→ **Task brief**: In the records below, find the line holding "of the woman"; copy it and every line after it to the end, omitting all images.

→ **Data extract**:
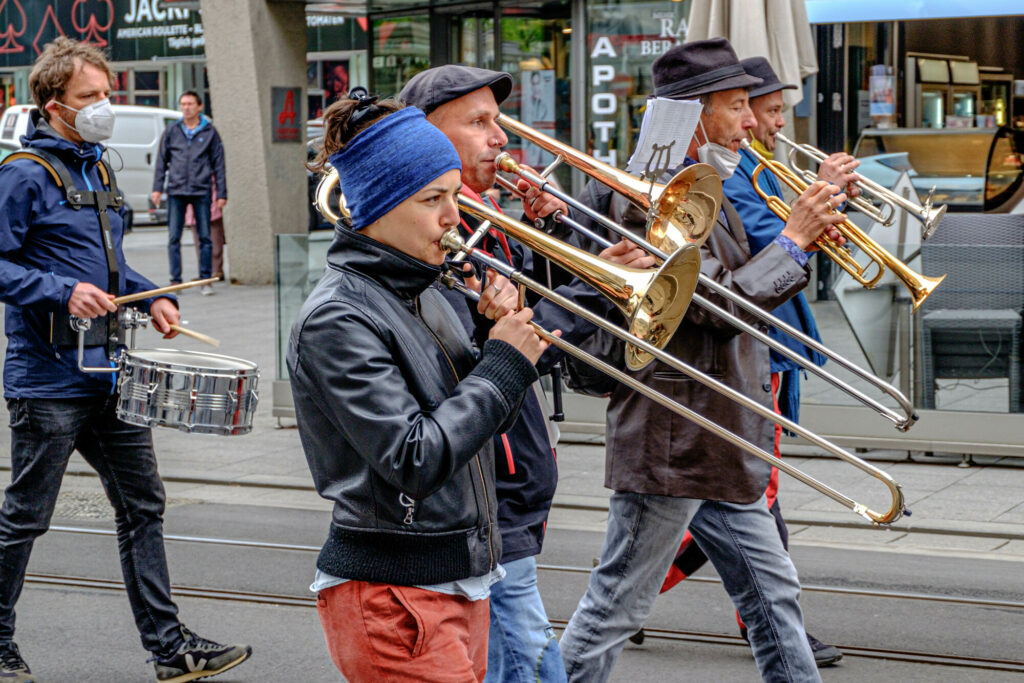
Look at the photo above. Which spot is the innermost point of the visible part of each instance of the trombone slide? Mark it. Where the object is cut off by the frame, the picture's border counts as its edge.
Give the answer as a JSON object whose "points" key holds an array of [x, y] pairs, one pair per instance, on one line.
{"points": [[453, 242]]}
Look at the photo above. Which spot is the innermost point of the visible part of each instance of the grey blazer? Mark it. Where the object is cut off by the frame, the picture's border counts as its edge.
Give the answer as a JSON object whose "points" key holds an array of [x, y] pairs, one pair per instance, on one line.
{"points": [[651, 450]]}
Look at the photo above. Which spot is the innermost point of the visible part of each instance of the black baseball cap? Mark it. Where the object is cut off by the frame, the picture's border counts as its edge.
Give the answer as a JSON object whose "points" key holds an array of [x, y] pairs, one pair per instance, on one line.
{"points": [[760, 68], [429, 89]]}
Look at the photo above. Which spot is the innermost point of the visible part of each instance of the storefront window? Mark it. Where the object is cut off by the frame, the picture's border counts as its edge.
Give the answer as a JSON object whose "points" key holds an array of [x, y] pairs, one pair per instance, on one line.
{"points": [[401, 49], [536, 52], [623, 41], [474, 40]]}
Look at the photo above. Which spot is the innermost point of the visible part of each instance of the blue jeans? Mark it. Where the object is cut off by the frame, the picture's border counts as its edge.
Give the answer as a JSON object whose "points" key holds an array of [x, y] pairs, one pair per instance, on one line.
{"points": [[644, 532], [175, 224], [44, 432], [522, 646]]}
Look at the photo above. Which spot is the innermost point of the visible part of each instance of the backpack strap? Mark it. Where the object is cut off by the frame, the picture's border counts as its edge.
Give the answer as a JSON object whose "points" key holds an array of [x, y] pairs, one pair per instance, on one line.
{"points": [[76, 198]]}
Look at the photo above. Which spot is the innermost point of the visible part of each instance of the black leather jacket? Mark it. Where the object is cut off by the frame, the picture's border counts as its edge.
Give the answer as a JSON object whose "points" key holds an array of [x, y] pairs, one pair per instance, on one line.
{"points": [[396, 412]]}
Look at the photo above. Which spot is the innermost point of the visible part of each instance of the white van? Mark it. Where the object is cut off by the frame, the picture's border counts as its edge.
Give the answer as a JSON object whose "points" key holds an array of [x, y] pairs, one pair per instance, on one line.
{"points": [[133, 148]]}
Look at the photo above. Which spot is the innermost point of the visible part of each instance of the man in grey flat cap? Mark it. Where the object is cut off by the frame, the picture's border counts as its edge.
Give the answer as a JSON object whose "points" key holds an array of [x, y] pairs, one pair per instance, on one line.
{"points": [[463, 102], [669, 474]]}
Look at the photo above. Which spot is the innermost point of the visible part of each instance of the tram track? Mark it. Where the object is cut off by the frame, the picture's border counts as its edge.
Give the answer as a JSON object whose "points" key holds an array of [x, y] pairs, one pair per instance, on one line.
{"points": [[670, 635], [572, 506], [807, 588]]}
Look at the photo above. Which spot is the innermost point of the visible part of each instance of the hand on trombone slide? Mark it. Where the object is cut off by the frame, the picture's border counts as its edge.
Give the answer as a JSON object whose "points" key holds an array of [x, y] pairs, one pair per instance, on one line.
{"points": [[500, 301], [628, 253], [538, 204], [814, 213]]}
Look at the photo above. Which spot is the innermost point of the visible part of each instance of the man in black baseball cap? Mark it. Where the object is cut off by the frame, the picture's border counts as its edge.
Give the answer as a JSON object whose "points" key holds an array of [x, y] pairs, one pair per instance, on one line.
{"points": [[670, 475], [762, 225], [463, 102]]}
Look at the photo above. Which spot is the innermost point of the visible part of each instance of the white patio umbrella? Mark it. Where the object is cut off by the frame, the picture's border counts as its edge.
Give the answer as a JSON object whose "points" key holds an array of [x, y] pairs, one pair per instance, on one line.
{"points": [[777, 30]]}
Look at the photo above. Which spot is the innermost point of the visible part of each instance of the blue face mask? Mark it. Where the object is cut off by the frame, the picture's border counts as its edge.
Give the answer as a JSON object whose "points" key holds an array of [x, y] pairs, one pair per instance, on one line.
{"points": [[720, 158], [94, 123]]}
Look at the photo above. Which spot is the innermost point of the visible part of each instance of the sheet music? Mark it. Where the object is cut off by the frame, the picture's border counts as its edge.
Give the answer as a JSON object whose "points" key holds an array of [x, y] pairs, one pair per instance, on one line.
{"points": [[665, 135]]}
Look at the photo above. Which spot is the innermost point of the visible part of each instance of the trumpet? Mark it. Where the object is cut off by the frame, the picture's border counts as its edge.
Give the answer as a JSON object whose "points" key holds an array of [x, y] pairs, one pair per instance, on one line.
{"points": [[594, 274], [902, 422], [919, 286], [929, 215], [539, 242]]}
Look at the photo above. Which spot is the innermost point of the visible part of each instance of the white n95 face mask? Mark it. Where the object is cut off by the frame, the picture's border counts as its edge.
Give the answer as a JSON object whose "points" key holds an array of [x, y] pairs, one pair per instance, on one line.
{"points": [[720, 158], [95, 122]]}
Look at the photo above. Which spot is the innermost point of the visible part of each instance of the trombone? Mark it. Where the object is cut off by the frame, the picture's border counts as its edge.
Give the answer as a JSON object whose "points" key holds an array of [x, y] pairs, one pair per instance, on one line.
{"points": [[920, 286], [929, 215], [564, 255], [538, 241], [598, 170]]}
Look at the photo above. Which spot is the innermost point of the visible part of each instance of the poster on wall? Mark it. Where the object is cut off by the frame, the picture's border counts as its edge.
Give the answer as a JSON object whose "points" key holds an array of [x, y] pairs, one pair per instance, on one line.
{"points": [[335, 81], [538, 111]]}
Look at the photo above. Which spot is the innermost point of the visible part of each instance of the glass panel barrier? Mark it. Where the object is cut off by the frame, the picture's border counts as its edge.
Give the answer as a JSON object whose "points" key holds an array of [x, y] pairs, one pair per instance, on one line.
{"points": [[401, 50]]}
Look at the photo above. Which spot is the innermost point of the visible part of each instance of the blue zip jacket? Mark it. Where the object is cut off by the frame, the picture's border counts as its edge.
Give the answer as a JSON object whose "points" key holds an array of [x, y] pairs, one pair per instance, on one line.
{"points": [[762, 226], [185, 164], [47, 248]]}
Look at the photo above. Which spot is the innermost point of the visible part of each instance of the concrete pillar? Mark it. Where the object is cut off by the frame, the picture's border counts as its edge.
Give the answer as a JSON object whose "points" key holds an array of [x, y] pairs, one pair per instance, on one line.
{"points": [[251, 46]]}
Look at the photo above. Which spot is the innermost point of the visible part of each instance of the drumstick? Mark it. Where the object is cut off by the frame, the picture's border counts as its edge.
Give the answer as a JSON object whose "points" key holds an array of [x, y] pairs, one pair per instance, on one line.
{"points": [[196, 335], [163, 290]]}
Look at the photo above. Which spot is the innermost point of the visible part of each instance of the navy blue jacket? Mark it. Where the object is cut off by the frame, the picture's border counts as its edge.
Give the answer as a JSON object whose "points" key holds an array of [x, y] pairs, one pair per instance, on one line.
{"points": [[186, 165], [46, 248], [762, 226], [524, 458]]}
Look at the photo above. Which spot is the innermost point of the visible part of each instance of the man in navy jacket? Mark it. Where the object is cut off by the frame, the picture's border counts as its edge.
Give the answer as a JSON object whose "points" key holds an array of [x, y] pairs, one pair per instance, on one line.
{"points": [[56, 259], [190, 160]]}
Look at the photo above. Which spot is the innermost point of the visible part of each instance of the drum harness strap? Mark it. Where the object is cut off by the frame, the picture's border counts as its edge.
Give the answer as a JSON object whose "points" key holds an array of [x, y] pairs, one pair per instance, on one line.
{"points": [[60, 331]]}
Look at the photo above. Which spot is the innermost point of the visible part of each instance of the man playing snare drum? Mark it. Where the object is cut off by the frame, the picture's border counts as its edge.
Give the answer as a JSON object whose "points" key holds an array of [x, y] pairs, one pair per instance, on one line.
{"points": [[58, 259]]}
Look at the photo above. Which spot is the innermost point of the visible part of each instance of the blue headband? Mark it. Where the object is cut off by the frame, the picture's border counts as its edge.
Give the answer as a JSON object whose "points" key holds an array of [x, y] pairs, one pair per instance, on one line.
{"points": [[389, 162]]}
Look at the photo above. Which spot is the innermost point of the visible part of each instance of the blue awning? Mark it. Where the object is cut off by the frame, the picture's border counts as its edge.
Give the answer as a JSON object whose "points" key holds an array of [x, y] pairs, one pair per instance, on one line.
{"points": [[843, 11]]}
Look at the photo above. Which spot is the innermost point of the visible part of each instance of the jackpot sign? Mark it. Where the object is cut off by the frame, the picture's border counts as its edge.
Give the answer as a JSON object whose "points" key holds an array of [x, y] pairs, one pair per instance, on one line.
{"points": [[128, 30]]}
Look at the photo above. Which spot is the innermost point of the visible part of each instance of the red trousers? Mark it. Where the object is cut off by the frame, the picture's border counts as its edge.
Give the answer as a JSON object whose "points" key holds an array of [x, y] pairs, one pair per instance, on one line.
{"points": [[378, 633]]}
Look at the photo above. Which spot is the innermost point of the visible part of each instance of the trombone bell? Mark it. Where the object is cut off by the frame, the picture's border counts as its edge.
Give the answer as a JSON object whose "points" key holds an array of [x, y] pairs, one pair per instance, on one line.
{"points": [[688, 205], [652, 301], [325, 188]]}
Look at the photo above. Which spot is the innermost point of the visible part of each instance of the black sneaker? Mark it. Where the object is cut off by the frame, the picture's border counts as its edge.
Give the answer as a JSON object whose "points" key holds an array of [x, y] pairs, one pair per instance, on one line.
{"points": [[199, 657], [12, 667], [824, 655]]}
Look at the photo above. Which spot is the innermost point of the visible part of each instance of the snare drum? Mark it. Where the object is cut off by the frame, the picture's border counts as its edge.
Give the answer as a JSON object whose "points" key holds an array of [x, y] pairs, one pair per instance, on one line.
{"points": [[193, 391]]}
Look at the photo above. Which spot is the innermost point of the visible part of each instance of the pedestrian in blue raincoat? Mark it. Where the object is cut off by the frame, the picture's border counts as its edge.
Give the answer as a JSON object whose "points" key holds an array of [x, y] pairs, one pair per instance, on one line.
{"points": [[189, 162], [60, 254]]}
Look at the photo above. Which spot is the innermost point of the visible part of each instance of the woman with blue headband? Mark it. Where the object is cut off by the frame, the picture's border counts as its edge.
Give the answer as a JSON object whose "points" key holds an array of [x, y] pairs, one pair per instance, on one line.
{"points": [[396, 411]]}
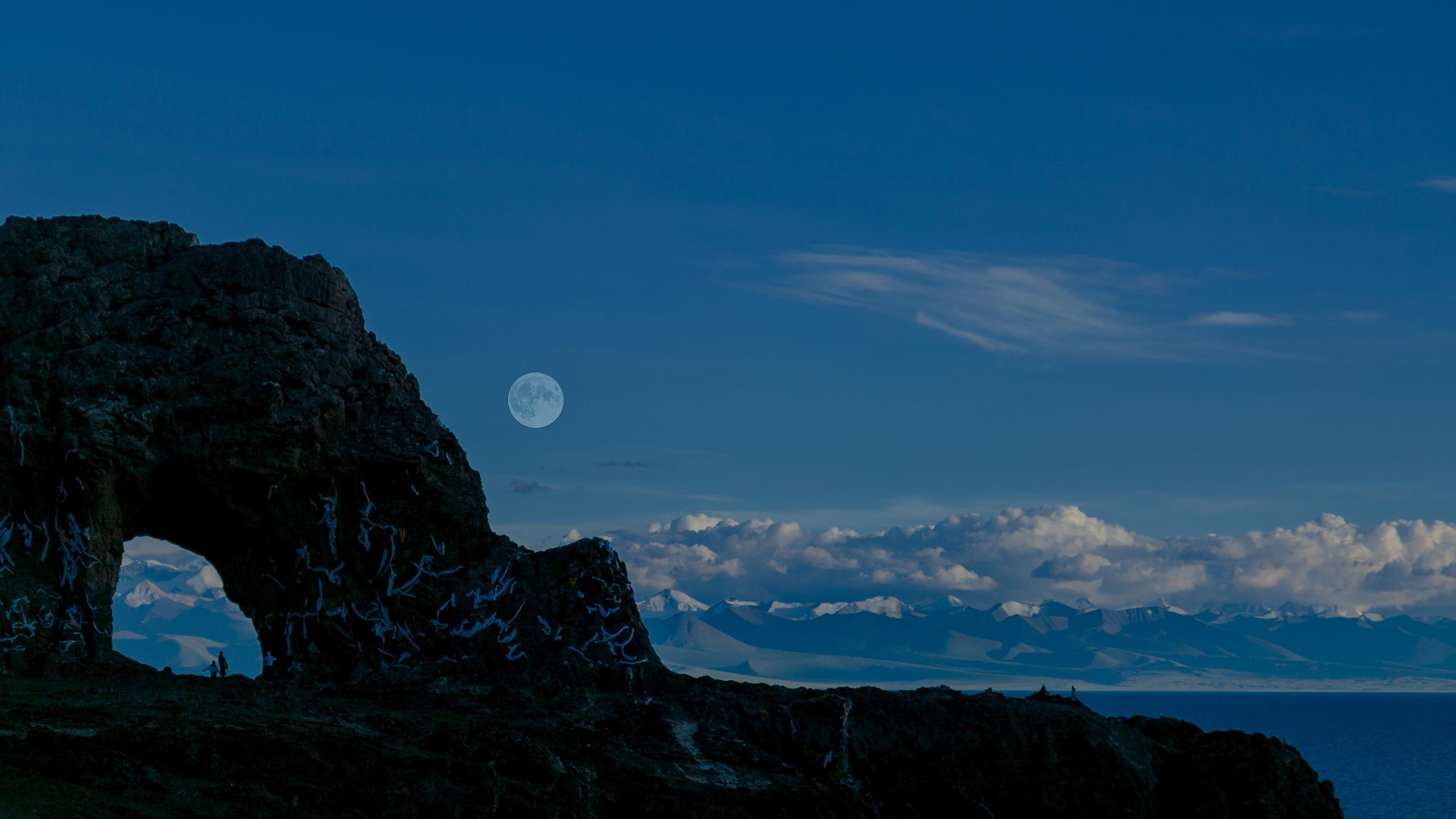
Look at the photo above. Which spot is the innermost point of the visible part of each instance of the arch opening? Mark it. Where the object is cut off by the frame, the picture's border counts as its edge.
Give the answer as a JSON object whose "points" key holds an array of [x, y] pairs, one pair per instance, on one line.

→ **Result**:
Look at the photo above. Which spot is the innermost point of the visible part of each instance of the woman with blue headband? Mark it. Where the object is cut off by the frame, the picture's border counts as its edge.
Give the answer as a JSON object whose "points" key holds an array of [x, y] pairs, one pair per instance, on one line.
{"points": [[396, 411]]}
Look at the photo above. Which spot is the innermost point of the visible part of each instance of the arch opening? Mark it. Where the object is cut off by the frame, the picture's border counts as its edge.
Give the answer as a JSON object whose "points" key holds an array of [x, y] pairs, one pair per instance, on one line.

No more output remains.